*** Document

Waiting in the Wings

As America's star power dims, who will take center stage?

When an actor in a show, even the star, freezes and forgets his lines during a performance, it's up to the others on the stage to break the uncomfortable silence and try to move the play forward. They might stumble or appear awkward, but the alternative -- to let the action grind to a halt -- is much worse. The audience waits, watching to see how and if the story will continue and at whose initiative. This is as true on the world stage as in the most remote regional theater.

This weekend I had the opportunity to sit with a group of well-known Egyptian actors and producers, the top filmmakers from a country in crisis. When they heard I was an American from Washington, they began to vent. "How could Washington have turned their back on us?" they asked. How could we have failed to see that the June revolution -- 30 million people coming together to stop a man who was destroying the country -- was, in the words of one actress, "a miracle." Why, she asked, had we failed to challenge the leader deposed in that revolution, Mohamed Morsy, while he was systematically undercutting the fragile democracy he was entrusted to help build? Why would we not call out the Muslim Brotherhood for its violence? For the threat it posed to the entire Middle East?

"We were your friends," the actress emoted. "We loved you. Why did you turn away?"

******

→ **Tasks for this exercise**:
1 – Answer these questions about the essay on America's dimming star power:
(a) When an actor freezes and forgets his lines, who must break the silence?
(b) How many people does the essay say came together in the June revolution?
(c) Which leader was deposed in that revolution?
2 – Write a continuation of the essay on America's dimming star power, starting after its last sentence.

*** Data shown

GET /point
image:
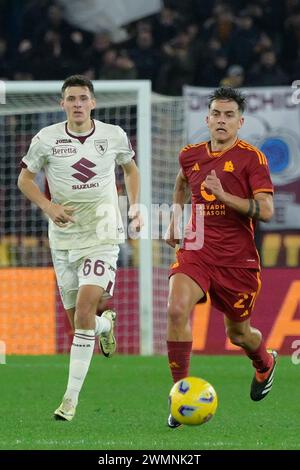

******

→ **Answers for this exercise**:
1 –
(a) The others on the stage.
(b) 30 million.
(c) Mohamed Morsy.

2 –
"You're asking the wrong questions," I said. "I understand your frustration, but you can't afford to be so focused on the past. You can't afford to ask why America is doing what it is doing or not doing. If you want to recapture American support and the support of the world, you have to make a new story yourselves, create a more positive narrative that says that the June revolution was a turning point for the better."

Another guest at the dinner table, an American who is working with the Egyptian government to help it shape its message linked to these issues, jumped in and said, "You have one thing you must focus on. In a matter of weeks, no more than a few months, you will have to produce the kind of result on the constitutional referendum that sends a clear message. Fifty-one percent in favor will not do. You need 70 or 75 percent support for the new constitution to have a clear mandate, for the new government to stand up to the opponents who will try to undermine it."

Others at the table nodded. They understood this central truth. Because for those with hopes for Egyptian democracy, there should not be two things on the agenda. There can only be one: Create meaningful, lasting change that proves that reforms are in the name of Egypt's people -- which in this case means producing a national constitution that is seen to be a genuine manifestation of the will of the Egyptian people.

In a country where the only real organizations with the capacity to effectively organize nationwide action are the military and the Brotherhood, this challenge is greater still. And the political infrastructure that such a campaign requires just isn't in place to support it. So such a campaign must be built and energized with a kind of single-mindedness that, frankly, the interim government has yet to sufficiently motivate or mobilize.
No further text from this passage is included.